▸ **Problem statement**:
Reproduce every line below word for word.

▸ **Items from a labeling collection**:
+---+

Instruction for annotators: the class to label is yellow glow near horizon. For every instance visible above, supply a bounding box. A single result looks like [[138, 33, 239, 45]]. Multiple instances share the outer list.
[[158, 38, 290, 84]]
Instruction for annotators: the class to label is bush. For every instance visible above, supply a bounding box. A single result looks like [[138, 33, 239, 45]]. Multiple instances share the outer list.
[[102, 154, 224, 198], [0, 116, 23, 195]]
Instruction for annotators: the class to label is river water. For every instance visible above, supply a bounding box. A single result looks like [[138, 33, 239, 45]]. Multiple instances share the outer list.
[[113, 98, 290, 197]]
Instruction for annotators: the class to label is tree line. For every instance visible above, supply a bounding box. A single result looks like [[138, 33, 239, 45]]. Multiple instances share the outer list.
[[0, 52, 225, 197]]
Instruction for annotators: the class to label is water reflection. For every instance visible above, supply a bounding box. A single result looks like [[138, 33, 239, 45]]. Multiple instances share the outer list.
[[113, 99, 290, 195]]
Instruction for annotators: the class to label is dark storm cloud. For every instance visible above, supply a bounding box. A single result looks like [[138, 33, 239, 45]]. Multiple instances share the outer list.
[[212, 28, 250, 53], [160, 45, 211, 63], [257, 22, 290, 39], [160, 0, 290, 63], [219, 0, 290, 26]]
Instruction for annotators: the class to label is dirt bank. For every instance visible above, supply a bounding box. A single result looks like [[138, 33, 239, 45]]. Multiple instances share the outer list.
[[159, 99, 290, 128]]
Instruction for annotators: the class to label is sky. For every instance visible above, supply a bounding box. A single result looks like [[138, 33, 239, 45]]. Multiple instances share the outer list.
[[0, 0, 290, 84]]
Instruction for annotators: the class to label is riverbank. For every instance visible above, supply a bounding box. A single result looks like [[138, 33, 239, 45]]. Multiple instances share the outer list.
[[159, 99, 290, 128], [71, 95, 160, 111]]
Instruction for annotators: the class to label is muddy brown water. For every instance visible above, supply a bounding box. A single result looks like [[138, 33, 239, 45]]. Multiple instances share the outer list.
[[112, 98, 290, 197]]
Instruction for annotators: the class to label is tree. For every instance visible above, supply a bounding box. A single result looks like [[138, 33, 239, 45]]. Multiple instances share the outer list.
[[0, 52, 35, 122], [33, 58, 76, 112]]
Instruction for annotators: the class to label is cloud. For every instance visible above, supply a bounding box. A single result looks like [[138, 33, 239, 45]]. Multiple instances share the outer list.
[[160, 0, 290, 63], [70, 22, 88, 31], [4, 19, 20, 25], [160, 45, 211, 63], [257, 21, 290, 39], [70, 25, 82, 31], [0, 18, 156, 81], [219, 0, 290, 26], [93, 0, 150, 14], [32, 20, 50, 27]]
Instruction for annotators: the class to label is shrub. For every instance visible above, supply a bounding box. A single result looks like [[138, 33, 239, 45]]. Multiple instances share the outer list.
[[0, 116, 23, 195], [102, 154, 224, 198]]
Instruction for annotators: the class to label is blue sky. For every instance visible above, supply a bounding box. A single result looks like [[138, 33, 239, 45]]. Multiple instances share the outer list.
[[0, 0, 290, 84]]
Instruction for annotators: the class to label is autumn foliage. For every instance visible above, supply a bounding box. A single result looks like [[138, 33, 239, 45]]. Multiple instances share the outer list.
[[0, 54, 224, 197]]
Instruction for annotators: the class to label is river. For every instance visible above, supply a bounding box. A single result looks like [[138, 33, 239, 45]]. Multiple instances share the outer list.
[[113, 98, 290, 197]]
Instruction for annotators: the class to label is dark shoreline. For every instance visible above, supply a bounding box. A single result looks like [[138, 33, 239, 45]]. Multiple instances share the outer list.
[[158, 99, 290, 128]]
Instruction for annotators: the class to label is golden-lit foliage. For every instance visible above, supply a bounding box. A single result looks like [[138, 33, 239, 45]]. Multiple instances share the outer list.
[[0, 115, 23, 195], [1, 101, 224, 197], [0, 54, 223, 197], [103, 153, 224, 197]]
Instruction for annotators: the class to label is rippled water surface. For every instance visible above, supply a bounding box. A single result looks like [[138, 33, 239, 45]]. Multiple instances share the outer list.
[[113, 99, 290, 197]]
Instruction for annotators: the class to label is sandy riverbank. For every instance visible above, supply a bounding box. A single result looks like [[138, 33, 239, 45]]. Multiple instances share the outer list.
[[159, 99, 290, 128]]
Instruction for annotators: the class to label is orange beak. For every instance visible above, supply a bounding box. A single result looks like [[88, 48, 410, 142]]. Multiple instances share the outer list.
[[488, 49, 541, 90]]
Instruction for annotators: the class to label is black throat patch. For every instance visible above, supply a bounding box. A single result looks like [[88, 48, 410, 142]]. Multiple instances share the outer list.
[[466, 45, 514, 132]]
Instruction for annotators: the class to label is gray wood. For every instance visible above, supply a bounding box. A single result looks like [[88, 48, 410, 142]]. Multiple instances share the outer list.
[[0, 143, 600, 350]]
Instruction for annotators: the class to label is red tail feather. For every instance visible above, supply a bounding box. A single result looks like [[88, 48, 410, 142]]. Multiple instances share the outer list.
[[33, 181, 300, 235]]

+---+

▸ **Exercise answer**:
Instruction for annotators: the class to label is yellow glow near horizon. For every instance visible above, supply a bounding box. A single result looks like [[138, 33, 239, 45]]. Multiple instances share the outer list.
[[158, 38, 290, 84]]
Instruction for annotators: the class to label is bush. For every instance visible above, supply a bounding box. A single result looks like [[138, 33, 239, 45]]. Multiple instances share the outer list.
[[102, 154, 224, 198], [0, 116, 23, 195]]
Instruction for annotators: the class to label is river water. For every instance visible above, supply a bounding box. A single result looks like [[138, 33, 239, 45]]. Multiple instances share the outer list.
[[113, 98, 290, 197]]
Instruction for annotators: the class to label is tree line. For every instance visible above, supply a bounding box. A single result looks like [[138, 33, 239, 45]]. Multiple instances share the outer list.
[[0, 52, 225, 197]]
Instruction for annotators: the class to label is water reflection. For every instance visible above, supply a bounding box. A single result looks like [[138, 33, 239, 45]]. Multiple instances share the outer list.
[[113, 99, 290, 195]]
Instruction for annotators: the class to label is dark storm cloud. For every instance visible above, supply a bounding box. A single result looks like [[138, 33, 239, 45]]. Multiple instances share the outer list.
[[212, 28, 250, 53], [160, 45, 211, 63], [257, 22, 290, 39], [160, 0, 290, 63], [219, 0, 290, 26]]
Instruction for annotators: the class to label is dirt bank. For every instance visible above, supply a bounding box. A single result looks like [[138, 33, 239, 45]]. Multiple instances share the outer list.
[[159, 99, 290, 128]]
Instruction for annotators: the class to label is sky. For every instance visible above, supply a bounding box. A single result looks like [[138, 33, 239, 45]]. Multiple instances share the outer list.
[[0, 0, 290, 84]]
Instruction for annotators: the class to label is riverbank. For every instance visible above, supply a bounding box. A single result looks like [[138, 33, 239, 45]]. Multiple instances share the outer list.
[[159, 99, 290, 128], [71, 95, 160, 111]]
Instruction for annotators: the class to label is muddy brown water. For every instance visible above, supply a bounding box. A single result looks like [[138, 33, 239, 45]]. Multiple instances share the outer list.
[[112, 98, 290, 197]]
Instruction for annotators: the class to label is tree. For every instance visible above, supply a bounding box. A single result looks like [[138, 33, 239, 45]]. Multiple instances share the outer list.
[[0, 52, 35, 122], [33, 58, 76, 112]]
Instruction for annotators: the class to label is cloud. For every instance visible above, supply a bounding box. A single result looks like [[138, 33, 239, 45]]. Multiple instances share the outer list.
[[160, 0, 290, 63], [70, 22, 88, 31], [4, 19, 20, 25], [160, 45, 211, 63], [257, 21, 290, 39], [70, 25, 82, 31], [0, 18, 156, 81], [219, 0, 290, 26], [93, 0, 150, 14], [32, 20, 50, 27]]
Instruction for annotators: the class to label is shrub. For every instance visible above, supply a bounding box. A single result looks like [[138, 33, 239, 45]]. Multiple instances share the outer list.
[[0, 116, 23, 195], [102, 154, 224, 198]]
Instruction for annotators: the class to label is blue sky. For every instance visible above, supply a bounding box. A single result looks like [[138, 33, 239, 45]]. Multiple instances share the outer list.
[[0, 0, 290, 84]]
Instruction for annotators: the class to label is autumn foliage. For every instance visible above, supply a bounding box. A single result looks like [[138, 33, 239, 45]]. Multiple instances share the outer list.
[[0, 54, 224, 197]]
Instruction for annotators: the class to label is river. For every instance visible above, supply a bounding box. A single result looks like [[138, 33, 239, 45]]. Multiple instances share the outer list.
[[113, 98, 290, 197]]
Instruction for annotators: the class to label is dark shoreline. For every instance visible above, supply a bounding box. A single result looks like [[138, 33, 239, 45]]. Multiple instances share the outer list.
[[158, 99, 290, 128]]
Instruction for annotators: the class to label is golden-lit foliage. For every instance visible above, supply a bounding box. A single result looks like [[138, 33, 239, 45]]. Multiple instances share the outer list.
[[0, 115, 23, 195], [1, 101, 224, 197], [0, 54, 223, 197], [103, 153, 224, 197]]
Instruction for annotators: the class to label is rippled water surface. For every instance visible above, supply a bounding box. A single result looks like [[138, 33, 239, 45]]. Multiple instances share the outer list.
[[113, 99, 290, 197]]
Instruction for annotators: the class to label is sandy riverbank. For every instance visible above, supply a bounding box. A single result looks like [[138, 33, 239, 45]]. Multiple instances share the outer list.
[[159, 99, 290, 128]]
Instruction for annotators: the class to label is orange beak. For every instance visible above, supply a bounding box. A single result looks like [[88, 48, 410, 142]]. Multiple instances share the outer list.
[[488, 49, 541, 90]]
Instruction for annotators: the class to label is black throat patch. For every instance visible above, supply a bounding box. A single result looks like [[88, 48, 410, 142]]. Multiple instances share the outer list.
[[466, 45, 514, 132]]
Instruction for annotators: the class to label is gray wood. For every instance visible above, supply a bounding box. A single result looks like [[88, 48, 410, 142]]. Multiple instances share the outer list.
[[0, 143, 600, 350]]
Instruction for annotators: the class to label is red tail feather. For every instance visible above, supply a bounding box. A single result looks like [[88, 48, 410, 142]]. Multiple instances share the outer list.
[[33, 181, 300, 235]]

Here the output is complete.